Keep the wiring and series resistor the same between tests unless the test name explicitly says otherwise.

Set A: Cold-Boot Reproducibility

Run these first. They test whether the B0-B8 response is repeatable from a fresh power cycle.

python scripts/serial_direct_response_sweep.py --port COM5 --commands "0xB0-0xB8" --states 0x00 --values 0x80 --settle 3 --after-each 0.6 --stop-on-anomaly --log captures/rcp-powercycle-a1-b0-b8.txt

Power-cycle, then:

python scripts/serial_direct_response_sweep.py --port COM5 --commands "0xB0-0xB8" --states 0x00 --values 0x80 --settle 3 --after-each 0.6 --stop-on-anomaly --log captures/rcp-powercycle-a2-b0-b8.txt

Power-cycle, then:

python scripts/serial_direct_response_sweep.py --port COM5 --commands "0xB0-0xB8" --states 0x00 --values 0x80 --settle 3 --after-each 0.6 --stop-on-anomaly --log captures/rcp-powercycle-a3-b0-b8.txt

Expected useful outcomes:

  • If all three produce the same response, the sequence is cold-boot reproducible.
  • If only some produce a response, the behavior may be timing-sensitive or intermittent.
  • If none produce a response, the earlier hit likely depended on prior panel state.

Set B: Minimum Sequence Length

Run this set only if Set A produces at least one response. Power-cycle between each command. These tests find the shortest command prefix that can trigger a non-heartbeat response.

Entries from a dataset:
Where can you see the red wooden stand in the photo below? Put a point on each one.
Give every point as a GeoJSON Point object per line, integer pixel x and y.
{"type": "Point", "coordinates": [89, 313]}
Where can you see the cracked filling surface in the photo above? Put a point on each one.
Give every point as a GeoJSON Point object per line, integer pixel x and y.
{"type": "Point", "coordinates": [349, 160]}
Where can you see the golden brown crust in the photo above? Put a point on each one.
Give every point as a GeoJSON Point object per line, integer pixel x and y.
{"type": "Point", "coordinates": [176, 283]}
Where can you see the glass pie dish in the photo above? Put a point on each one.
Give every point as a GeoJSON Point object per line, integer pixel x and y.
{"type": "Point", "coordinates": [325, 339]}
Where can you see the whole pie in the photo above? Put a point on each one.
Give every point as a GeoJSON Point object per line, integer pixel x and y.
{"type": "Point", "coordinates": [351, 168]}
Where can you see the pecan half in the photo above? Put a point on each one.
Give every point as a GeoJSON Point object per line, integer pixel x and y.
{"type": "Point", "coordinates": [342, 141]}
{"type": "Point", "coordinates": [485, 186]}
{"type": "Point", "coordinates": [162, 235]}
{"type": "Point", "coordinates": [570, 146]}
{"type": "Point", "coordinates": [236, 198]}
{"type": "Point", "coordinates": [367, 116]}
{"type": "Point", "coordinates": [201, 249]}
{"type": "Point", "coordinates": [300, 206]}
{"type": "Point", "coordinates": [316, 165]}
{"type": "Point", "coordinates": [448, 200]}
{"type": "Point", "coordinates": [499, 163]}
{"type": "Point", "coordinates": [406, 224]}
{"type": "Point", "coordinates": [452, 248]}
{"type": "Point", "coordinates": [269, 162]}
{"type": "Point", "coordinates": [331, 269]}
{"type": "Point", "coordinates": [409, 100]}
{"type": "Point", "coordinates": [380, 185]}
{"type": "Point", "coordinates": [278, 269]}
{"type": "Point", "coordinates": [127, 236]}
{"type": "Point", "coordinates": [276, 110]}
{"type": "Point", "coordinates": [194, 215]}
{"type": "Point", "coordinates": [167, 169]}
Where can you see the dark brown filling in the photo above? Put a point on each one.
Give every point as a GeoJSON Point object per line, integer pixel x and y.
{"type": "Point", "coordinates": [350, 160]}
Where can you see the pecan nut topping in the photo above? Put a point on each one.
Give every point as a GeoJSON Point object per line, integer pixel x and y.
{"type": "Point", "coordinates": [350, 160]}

Exercise requirements:
• a. According to the test procedure, what does it likely mean if none of the three cold-boot runs produce a response?
• b. Print the part of the test procedure that opens with the words containing "Set B: Minimum" and closes with "a non-heartbeat response.".
• c. Proceed with writing the test procedure from where it stops.

Answers to the problems:
• a. The earlier hit likely depended on prior panel state.

• b.
Set B: Minimum Sequence Length

Run this set only if Set A produces at least one response. Power-cycle between each command. These tests find the shortest command prefix that can trigger a non-heartbeat response.

• c.
python scripts/serial_direct_response_sweep.py --port COM5 --commands "0xB0-0xB1" --states 0x00 --values 0x80 --settle 3 --after-each 0.6 --stop-on-anomaly --log captures/rcp-powercycle-b1-b0-b1.txt

Power-cycle, then:

python scripts/serial_direct_response_sweep.py --port COM5 --commands "0xB0-0xB2" --states 0x00 --values 0x80 --settle 3 --after-each 0.6 --stop-on-anomaly --log captures/rcp-powercycle-b2-b0-b2.txt

Power-cycle, then:

python scripts/serial_direct_response_sweep.py --port COM5 --commands "0xB0-0xB3" --states 0x00 --values 0x80 --settle 3 --after-each 0.6 --stop-on-anomaly --log captures/rcp-powercycle-b3-b0-b3.txt

Power-cycle, then:

python scripts/serial_direct_response_sweep.py --port COM5 --commands "0xB0-0xB4" --states 0x00 --values 0x80 --settle 3 --after-each 0.6 --stop-on-anomaly --log captures/rcp-powercycle-b4-b0-b4.txt

Set C: Cadence Sensitivity

Run this set if Set A is inconsistent or if Set B does not identify a clean minimum sequence. Power-cycle between each command.

Slow cadence:

python scripts/serial_direct_response_sweep.py --port COM5 --commands "0xB0-0xB8" --states 0x00 --values 0x80 --settle 3 --after-each 1.2 --stop-on-anomaly --log captures/rcp-powercycle-c1-b0-b8-slow.txt

Fast cadence:

python scripts/serial_direct_response_sweep.py --port COM5 --commands "0xB0-0xB8" --states 0x00 --values 0x80 --settle 3 --after-each 0.25 --stop-on-anomaly --log captures/rcp-powercycle-c2-b0-b8-fast.txt

Very fast cadence:

python scripts/serial_direct_response_sweep.py --port COM5 --commands "0xB0-0xB8" --states 0x00 --values 0x80 --settle 3 --after-each 0.1 --stop-on-anomaly --log captures/rcp-powercycle-c3-b0-b8-very-fast.txt

Set D: Control Tests

Run these if the B0-B8 range is producing responses. Power-cycle between each command. These confirm the response is specific to the B0 range.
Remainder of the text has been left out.